» OBJETIVO DO EXERCÍCIO
Retome o artigo sobre o preconceito contra os dançarinos do Passinho dos malokas e continue o texto a partir do último trecho apresentado.

» ARTIGO

▼

Marcio contou que situações como essa, de preconceito e racismo por parte da população e da polícia, são frequentes porque as pessoas que dançam o estilo são constantemente alvo de estereótipos. “O preconceito é nítido. Quando falam Passinho dos malokas, muitos já pensam ‘isso é um maloqueiro que usa droga’, e grande parte desse preconceito vem da polícia militar que não quer saber quem é quem, e usa spray de pimenta em todo mundo em situações de confusão”, afirmou.
 

Segundo o também integrante do grupo ‘Os maloka de Peixinhos’, Fábio França, as agressões contra os dançarinos intimidam ele e os colegas que praticam a dança. “Eu vi a reportagem do policial que deu um tiro de borracha no olho do menino no Marco Zero durante um encontro e isso me deixou com medo. Algumas pessoas vão ao local e usam droga durante no evento, mas sempre dizemos ‘não usa isso aqui por perto para não prejudicar a gente, na tentativa de evitar que aconteçam brigas”, disse.
 

O dançarino do grupo ‘Os malokas S.A’, Artur Borges, relatou que os indivíduos que usam droga no local não são fazem parte dos grupos de Passinho. Segundo ele, são pessoas se infiltram nos encontros já na intenção de brigar e gerar confusão. “Não existe disputa entre os grupos de Passinho. A gente usa a camisa com o nome das comunidades já para mostrar que o meu bairro pode entrar em outra comunidade porque é tudo em prol da dança. Mas acontece de pessoas de outros locais se infiltrarem no meio para brigar e usar drogas e isso mancha a imagem da gente que só quer se divertir e expandir a dança até mesmo para fora do País”, contou.
 

Assim como relataram os outros dançarinos, Artur também reclama do tratamento policial com os integrantes do movimento. “A gente só quer dançar e fazer o bem, mas a polícia não sabe diferenciar quem vai ao local para brigar e quem não vai, e acaba ameaçando, xingando e até mesmo batendo nos dançarinos”, disse.

▲

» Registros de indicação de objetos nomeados
▼

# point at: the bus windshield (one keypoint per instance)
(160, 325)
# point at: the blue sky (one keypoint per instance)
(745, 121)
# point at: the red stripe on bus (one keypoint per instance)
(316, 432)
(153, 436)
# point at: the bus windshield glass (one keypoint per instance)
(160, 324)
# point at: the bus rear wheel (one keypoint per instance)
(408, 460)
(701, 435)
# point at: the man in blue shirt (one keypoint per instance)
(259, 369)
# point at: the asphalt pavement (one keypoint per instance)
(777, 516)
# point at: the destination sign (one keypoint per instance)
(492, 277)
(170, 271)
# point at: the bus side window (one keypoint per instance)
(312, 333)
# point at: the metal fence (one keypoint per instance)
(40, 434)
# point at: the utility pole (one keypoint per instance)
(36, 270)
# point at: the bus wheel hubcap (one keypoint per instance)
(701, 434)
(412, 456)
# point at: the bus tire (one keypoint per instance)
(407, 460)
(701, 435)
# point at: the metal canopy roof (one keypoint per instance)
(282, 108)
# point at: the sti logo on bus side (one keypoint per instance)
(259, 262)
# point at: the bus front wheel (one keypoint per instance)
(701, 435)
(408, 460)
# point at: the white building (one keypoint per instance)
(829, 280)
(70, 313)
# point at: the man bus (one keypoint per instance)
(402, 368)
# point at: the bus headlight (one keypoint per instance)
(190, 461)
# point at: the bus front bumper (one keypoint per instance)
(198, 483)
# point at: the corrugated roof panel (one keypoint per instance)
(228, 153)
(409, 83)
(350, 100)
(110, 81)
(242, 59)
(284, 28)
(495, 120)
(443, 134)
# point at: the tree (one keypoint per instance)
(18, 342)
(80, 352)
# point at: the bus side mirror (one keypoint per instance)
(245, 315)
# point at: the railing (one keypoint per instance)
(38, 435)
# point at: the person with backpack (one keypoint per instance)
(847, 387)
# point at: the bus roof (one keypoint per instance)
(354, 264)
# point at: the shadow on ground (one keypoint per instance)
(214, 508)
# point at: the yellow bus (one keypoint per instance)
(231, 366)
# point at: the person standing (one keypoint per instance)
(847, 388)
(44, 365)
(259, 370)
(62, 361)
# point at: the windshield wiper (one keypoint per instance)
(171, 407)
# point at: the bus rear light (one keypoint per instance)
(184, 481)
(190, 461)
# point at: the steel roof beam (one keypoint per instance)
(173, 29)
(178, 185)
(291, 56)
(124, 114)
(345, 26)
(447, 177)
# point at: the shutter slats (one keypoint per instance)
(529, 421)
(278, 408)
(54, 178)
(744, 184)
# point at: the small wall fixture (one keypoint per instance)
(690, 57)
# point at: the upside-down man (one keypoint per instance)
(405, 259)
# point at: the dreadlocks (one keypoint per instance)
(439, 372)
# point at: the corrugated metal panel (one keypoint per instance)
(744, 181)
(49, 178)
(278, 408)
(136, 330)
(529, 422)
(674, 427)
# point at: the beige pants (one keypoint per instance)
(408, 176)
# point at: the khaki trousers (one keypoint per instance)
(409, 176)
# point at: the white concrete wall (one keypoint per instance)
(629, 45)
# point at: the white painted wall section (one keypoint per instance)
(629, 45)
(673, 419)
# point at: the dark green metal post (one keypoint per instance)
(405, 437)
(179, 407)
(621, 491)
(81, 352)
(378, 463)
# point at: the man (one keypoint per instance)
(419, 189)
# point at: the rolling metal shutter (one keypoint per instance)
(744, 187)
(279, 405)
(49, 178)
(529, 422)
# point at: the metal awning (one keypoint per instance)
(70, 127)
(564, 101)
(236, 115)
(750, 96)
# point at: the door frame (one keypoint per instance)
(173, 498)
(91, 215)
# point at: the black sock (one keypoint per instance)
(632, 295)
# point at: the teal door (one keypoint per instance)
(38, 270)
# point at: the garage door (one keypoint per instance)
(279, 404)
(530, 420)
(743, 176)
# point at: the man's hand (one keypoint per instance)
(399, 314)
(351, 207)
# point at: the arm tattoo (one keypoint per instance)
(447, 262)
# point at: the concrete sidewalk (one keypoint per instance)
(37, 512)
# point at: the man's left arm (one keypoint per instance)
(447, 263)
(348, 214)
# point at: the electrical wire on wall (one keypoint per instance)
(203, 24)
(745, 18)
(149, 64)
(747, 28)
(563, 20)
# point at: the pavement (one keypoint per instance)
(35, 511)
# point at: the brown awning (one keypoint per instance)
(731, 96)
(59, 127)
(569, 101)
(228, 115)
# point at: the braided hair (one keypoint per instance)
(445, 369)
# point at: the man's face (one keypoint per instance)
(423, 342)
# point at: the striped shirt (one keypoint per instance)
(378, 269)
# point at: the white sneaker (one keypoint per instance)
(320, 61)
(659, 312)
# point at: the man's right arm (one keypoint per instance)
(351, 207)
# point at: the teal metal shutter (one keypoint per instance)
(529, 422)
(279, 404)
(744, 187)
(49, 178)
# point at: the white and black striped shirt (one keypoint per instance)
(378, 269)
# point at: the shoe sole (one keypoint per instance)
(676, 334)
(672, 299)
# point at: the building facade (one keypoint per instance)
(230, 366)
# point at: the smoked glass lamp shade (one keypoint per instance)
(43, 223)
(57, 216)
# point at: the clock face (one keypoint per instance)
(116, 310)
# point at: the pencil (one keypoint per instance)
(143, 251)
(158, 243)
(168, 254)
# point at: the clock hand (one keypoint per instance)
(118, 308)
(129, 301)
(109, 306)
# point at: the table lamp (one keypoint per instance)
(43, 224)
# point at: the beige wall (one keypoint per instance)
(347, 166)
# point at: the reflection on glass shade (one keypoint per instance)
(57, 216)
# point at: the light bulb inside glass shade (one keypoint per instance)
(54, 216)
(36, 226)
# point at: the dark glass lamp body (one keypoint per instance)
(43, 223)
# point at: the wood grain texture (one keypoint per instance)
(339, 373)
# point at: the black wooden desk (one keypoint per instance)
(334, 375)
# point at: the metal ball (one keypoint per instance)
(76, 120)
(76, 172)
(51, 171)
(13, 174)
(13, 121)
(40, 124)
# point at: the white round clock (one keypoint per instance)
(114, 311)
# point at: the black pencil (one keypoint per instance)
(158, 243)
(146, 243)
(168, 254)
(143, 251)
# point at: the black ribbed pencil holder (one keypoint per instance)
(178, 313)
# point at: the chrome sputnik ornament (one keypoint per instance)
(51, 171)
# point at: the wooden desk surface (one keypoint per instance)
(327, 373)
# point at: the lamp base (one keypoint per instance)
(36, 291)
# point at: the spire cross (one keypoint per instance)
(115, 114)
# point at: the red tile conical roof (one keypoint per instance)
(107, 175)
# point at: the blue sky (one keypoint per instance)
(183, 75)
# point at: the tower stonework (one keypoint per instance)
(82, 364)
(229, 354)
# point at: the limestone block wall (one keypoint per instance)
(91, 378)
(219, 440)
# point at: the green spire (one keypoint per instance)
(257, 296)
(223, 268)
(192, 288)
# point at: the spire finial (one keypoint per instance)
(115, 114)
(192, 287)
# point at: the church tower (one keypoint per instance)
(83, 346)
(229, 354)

▲

» RESULTADO DO EXERCÍCIO
 

Em fevereiro deste ano, o MC Shevchenko e sua equipe foram ao Parque da Jaqueira, na Zona Norte do Recife, gravar um videoclipe da música “Pipoqueira”. O espaço foi escolhido por ter muitos vendedores de pipoca. Mas eles foram impedidos de filmar pela segurança do parque. “Fomos tratados como bandidos. Passamos vergonha por puro preconceito”, comentou o Shevchenko. O artista estava acompanhado do MC Colibri, do Rio de Janeiro, que participaria da gravação do clipe. “As pessoas de fora dão valor, porém o pessoal daqui não está tratando o passinho e o brega-funk como cultura, como um meio que está tirando muitas crianças e jovens da rua”, desabafou o MC pernambucano.
 

Esse preconceito institucional contra todas as culturas populares e periféricas do País é mantido, entre outras coisas, porque o Estado não tem interesse em promove-las, é o que afirma o pesquisador em Passinho Gustavo Albuquerque. Segundo ele, o movimento que ocupa locais públicos como o Marco Zero, o Parque Treze de Maio, no centro da cidade e o Parque da Jaqueira, passa pelo mesmo processo de rejeição que o brega e o funk. “Embora o brega, por exemplo, seja reconhecido como patrimônio da cultura pernambucana por lei, não temos uma política de incentivo e promoção dessa culturas porque o Estado não a trata como legítima”.
 

Gustavo contou ainda que o Estado que trata os movimentos periféricos com violência hoje, é o mesmo que fortaleceu durante o governo Lula, a disseminação dessas culturas através do acesso a dispositivos como computadores, tablets e celulares, que antes eram caros e de difícil acesso. “Se não fosse essa política de incentivo ao crédito e ao consumo, esses equipamentos não chegariam nas mãos das classes pobres e talvez o funk e o brega não fossem tão disseminados”.
 

O pesquisador aponta ainda soluções para acabar com a violência contra os grupos periféricos invisibilizados. “É necessário tirar esses movimentos do departamento de polícia, levar para uma secretaria de cultura e pensar em geração de renda. Muita gente vive do brega e não é só o cantor ou o dançarino, é a vendedora de tapioca na saída do evento. Falta esse entendimento de pensar o movivento dentro de um circuito de economia criativa que pode emancipar esse sujeito subalterno”.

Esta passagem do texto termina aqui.